# ACTIVITY:
Read through the data, and wherever a line holds the word "hair", write that line out.

━━ DATA TO EXAMINE ━━

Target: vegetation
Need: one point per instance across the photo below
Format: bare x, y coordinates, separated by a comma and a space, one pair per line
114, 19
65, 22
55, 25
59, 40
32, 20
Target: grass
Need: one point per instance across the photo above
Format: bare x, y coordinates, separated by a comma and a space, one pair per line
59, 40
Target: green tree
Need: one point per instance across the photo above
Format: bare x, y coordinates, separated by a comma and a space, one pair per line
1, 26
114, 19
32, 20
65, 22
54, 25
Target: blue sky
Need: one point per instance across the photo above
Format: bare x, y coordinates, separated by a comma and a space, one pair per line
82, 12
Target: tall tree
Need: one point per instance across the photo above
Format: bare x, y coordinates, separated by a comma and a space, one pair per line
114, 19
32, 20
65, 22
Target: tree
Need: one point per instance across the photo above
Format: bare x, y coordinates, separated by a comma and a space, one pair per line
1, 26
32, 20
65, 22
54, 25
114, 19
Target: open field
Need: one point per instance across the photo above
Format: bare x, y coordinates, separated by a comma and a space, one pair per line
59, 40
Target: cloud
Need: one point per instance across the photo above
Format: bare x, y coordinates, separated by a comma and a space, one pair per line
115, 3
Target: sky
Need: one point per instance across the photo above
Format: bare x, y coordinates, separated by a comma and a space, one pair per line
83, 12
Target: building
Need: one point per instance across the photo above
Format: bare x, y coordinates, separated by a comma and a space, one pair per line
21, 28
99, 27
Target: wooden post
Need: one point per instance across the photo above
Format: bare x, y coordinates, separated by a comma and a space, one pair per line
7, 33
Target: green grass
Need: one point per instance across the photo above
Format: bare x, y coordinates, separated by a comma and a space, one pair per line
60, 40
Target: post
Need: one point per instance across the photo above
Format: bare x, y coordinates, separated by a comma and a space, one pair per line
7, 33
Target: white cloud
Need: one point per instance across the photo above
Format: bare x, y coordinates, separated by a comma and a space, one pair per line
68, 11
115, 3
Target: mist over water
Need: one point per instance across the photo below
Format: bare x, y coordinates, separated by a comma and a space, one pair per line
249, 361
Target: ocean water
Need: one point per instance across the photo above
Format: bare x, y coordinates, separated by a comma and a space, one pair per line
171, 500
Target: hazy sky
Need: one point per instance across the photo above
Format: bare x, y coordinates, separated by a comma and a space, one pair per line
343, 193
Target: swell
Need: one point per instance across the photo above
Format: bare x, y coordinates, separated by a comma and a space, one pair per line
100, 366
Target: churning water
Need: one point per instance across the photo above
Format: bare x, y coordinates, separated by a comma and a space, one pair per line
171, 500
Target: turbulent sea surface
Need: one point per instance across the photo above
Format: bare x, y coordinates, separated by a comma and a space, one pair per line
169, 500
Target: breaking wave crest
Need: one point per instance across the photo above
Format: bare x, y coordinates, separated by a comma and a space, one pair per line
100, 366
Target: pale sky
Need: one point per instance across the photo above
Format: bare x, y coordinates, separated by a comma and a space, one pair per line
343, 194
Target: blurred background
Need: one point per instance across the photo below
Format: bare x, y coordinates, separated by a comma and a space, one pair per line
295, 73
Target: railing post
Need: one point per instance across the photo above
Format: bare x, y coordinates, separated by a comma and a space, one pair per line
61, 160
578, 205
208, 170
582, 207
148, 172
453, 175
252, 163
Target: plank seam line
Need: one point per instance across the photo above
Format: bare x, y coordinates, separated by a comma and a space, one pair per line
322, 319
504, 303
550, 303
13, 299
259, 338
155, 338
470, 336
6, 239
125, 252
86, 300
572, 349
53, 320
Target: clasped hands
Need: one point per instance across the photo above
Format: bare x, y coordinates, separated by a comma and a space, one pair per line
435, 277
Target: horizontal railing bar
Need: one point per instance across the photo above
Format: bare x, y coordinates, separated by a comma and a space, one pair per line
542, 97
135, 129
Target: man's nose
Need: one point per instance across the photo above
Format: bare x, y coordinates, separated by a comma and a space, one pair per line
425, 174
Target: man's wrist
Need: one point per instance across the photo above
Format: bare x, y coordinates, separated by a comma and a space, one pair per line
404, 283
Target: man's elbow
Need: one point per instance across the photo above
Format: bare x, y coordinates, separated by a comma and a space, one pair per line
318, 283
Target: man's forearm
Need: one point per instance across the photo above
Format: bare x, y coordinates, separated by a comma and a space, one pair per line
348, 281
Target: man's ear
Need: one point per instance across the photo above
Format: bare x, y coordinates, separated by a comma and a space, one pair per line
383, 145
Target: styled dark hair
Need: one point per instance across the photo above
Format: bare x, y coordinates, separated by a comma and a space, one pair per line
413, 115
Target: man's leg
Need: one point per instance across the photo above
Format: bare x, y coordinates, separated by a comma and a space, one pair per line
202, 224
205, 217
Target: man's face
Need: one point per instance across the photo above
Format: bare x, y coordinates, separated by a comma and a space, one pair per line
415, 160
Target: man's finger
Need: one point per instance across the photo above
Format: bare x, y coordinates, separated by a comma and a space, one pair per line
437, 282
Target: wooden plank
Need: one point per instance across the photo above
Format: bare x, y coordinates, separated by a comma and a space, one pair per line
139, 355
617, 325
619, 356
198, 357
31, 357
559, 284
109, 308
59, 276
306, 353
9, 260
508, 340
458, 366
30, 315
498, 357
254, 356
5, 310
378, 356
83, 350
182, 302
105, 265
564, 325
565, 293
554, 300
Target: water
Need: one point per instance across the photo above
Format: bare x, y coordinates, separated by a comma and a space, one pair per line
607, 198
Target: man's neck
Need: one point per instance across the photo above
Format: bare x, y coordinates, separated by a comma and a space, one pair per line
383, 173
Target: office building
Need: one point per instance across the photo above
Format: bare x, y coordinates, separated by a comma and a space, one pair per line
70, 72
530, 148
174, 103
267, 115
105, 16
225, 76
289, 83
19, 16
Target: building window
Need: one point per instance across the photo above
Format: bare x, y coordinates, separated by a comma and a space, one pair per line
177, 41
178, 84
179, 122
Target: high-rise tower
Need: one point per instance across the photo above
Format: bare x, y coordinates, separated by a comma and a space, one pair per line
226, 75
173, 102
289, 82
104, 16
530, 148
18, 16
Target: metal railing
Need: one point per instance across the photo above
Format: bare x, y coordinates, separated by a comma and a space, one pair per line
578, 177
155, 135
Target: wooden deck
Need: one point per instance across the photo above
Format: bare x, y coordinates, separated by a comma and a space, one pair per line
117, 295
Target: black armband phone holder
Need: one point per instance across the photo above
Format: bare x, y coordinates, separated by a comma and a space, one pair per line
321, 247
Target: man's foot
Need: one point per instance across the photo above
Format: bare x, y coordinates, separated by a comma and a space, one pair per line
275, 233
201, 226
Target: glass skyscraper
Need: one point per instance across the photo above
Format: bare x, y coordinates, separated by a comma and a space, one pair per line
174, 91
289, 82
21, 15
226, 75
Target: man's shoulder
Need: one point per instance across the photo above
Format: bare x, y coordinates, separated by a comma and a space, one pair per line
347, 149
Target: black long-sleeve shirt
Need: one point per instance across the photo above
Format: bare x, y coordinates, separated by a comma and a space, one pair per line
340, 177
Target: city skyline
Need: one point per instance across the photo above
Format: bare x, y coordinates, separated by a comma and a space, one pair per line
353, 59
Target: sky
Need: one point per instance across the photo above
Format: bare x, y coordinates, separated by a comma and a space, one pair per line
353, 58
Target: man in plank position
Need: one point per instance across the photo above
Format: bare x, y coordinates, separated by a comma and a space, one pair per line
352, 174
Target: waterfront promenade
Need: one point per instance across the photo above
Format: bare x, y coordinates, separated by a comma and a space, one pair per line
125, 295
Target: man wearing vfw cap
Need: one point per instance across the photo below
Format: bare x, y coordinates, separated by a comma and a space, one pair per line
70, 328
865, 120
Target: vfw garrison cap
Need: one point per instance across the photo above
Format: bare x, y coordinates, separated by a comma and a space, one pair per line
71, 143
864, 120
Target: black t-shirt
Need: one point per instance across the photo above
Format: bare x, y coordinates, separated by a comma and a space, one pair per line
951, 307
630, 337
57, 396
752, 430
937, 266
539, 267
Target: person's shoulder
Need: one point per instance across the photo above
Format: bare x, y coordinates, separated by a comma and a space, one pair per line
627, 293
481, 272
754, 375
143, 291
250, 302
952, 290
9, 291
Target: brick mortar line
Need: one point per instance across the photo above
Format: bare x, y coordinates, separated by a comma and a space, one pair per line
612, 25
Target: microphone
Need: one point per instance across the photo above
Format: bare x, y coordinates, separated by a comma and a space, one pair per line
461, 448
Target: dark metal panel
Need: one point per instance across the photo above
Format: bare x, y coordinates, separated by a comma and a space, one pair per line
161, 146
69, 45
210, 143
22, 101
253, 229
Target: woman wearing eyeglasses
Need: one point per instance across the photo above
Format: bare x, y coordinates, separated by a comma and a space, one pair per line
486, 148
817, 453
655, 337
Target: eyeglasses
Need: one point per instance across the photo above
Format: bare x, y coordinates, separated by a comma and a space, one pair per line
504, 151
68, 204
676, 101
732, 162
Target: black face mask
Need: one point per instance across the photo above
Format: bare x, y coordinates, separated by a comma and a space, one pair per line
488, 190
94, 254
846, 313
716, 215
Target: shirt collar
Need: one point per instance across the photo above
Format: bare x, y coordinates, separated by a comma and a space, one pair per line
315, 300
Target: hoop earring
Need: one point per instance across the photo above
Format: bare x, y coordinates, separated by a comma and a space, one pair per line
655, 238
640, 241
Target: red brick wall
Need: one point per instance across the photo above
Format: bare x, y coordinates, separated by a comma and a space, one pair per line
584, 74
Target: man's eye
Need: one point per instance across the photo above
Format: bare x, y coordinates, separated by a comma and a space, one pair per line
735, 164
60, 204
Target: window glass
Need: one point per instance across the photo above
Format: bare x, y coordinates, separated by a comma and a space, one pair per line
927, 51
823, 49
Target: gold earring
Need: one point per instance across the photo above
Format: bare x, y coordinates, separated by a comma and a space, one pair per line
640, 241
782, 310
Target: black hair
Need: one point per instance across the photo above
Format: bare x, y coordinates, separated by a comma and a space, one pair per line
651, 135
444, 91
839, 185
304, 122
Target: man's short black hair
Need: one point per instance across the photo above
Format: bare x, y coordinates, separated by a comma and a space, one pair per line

━━━

# YOUR SOLUTION:
Target: styled dark hair
Target: black hair
Target: man's short black hair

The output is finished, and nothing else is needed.